** PROBLEM REQUIREMENTS **
Look for the line that contains "Check that each instance of the white ceiling"; output that line and every line after it exactly, through the final line of the material below, and nothing else.

------------------------------------------------------------------------

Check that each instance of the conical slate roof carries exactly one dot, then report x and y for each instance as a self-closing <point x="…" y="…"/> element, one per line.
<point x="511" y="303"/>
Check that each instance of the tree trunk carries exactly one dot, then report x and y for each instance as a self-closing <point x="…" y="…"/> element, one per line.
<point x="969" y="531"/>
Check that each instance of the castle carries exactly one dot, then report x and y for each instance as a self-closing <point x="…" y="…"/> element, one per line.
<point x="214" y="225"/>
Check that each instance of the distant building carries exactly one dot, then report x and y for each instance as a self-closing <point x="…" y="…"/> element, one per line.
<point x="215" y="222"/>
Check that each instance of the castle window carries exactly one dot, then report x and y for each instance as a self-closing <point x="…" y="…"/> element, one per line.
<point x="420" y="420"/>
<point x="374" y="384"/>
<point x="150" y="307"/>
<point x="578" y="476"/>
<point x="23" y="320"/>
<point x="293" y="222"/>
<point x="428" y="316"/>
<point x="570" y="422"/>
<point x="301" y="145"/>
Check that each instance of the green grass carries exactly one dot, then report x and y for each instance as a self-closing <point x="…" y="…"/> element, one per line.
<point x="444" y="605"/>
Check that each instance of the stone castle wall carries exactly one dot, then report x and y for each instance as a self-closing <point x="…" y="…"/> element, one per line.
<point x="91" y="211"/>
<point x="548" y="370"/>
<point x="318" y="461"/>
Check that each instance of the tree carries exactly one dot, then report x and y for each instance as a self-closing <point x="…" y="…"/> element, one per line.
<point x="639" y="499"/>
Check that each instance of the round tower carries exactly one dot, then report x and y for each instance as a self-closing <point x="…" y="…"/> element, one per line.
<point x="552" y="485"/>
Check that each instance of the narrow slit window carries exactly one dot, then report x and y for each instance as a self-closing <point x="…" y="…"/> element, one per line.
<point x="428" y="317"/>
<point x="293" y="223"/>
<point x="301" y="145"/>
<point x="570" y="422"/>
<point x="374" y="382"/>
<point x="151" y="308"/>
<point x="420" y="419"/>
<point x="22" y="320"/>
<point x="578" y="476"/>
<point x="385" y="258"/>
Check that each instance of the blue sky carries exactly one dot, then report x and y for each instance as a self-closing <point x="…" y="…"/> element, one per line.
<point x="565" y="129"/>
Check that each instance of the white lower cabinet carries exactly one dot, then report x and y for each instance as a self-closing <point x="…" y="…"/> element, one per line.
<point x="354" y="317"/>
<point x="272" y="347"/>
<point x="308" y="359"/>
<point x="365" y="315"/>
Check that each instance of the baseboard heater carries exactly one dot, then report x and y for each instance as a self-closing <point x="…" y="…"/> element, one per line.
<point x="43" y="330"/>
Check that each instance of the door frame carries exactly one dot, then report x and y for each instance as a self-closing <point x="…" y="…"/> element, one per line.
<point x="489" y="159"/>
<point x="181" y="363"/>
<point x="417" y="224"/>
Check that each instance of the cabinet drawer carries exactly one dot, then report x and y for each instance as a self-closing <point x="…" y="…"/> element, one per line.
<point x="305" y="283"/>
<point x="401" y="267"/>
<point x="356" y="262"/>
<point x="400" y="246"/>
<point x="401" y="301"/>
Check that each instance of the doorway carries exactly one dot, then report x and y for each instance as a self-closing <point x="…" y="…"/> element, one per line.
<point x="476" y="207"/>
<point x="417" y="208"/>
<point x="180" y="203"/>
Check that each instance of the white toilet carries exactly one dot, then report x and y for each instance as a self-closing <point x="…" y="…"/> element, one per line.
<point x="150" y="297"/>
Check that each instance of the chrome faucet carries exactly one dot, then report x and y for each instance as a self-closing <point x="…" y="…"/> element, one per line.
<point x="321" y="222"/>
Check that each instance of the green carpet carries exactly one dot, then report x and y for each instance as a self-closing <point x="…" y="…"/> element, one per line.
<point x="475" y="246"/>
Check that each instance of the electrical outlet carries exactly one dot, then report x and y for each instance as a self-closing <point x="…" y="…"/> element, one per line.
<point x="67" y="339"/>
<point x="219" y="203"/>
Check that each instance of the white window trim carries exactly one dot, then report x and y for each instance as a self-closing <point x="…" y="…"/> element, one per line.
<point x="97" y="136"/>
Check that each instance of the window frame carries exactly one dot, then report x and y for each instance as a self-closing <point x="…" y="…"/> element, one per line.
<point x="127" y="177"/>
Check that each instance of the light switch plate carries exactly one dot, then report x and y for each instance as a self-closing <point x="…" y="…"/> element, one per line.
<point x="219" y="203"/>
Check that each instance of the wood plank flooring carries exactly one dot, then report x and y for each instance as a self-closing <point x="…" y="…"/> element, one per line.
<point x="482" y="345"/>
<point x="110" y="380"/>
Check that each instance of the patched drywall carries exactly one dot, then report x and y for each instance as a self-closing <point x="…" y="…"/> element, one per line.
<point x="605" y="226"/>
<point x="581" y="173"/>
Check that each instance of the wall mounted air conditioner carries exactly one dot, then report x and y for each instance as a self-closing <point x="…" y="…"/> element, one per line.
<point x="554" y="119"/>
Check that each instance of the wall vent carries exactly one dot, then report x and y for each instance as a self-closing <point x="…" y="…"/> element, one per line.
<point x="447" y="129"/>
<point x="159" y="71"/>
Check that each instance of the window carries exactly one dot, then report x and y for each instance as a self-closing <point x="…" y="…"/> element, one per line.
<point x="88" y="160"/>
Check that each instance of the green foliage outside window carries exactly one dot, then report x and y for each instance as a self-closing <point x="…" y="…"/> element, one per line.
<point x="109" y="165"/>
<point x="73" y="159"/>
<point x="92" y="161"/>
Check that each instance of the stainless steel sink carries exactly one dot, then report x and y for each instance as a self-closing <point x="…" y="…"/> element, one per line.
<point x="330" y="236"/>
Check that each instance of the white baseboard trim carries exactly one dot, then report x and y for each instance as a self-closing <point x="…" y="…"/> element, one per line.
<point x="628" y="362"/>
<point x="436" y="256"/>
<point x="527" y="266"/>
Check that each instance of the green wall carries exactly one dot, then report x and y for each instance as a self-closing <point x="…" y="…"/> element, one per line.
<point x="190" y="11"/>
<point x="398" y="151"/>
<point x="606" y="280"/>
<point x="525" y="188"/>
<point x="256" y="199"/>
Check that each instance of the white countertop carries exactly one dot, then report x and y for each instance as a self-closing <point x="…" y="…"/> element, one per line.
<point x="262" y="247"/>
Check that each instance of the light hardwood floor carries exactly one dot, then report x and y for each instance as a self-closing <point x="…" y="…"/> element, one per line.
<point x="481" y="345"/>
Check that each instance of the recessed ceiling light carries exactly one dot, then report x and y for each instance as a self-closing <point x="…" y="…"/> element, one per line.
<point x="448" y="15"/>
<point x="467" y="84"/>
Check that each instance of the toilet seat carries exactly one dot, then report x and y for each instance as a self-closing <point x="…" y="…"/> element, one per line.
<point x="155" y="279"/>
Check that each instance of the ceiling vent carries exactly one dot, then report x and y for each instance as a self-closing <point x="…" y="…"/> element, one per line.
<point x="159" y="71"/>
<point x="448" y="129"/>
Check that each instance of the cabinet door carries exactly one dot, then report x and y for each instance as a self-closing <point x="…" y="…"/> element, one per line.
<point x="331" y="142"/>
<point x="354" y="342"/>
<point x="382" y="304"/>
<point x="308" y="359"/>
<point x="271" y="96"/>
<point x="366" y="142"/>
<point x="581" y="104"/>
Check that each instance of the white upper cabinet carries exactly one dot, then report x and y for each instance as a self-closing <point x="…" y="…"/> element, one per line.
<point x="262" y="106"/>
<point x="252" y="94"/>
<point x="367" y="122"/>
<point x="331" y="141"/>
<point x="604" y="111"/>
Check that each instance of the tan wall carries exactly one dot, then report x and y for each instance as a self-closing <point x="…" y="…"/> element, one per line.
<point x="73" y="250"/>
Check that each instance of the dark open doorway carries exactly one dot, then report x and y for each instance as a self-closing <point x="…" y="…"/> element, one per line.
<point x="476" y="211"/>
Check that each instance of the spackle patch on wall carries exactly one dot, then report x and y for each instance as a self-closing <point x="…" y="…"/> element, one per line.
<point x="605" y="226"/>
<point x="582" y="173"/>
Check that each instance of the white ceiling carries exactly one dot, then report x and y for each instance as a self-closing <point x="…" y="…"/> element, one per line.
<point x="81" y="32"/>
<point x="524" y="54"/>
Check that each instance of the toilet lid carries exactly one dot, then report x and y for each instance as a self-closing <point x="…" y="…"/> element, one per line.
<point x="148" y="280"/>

------------------------------------------------------------------------

** OUTPUT BELOW **
Check that each instance of the white ceiling carries exactly one dot, then report x and y for each instance as a self-closing <point x="…" y="…"/> element, one per line.
<point x="81" y="32"/>
<point x="524" y="54"/>
Check that each instance of the toilet lid carries exactly one dot, then report x and y for each instance as a self-closing <point x="…" y="…"/> element, one per line.
<point x="148" y="280"/>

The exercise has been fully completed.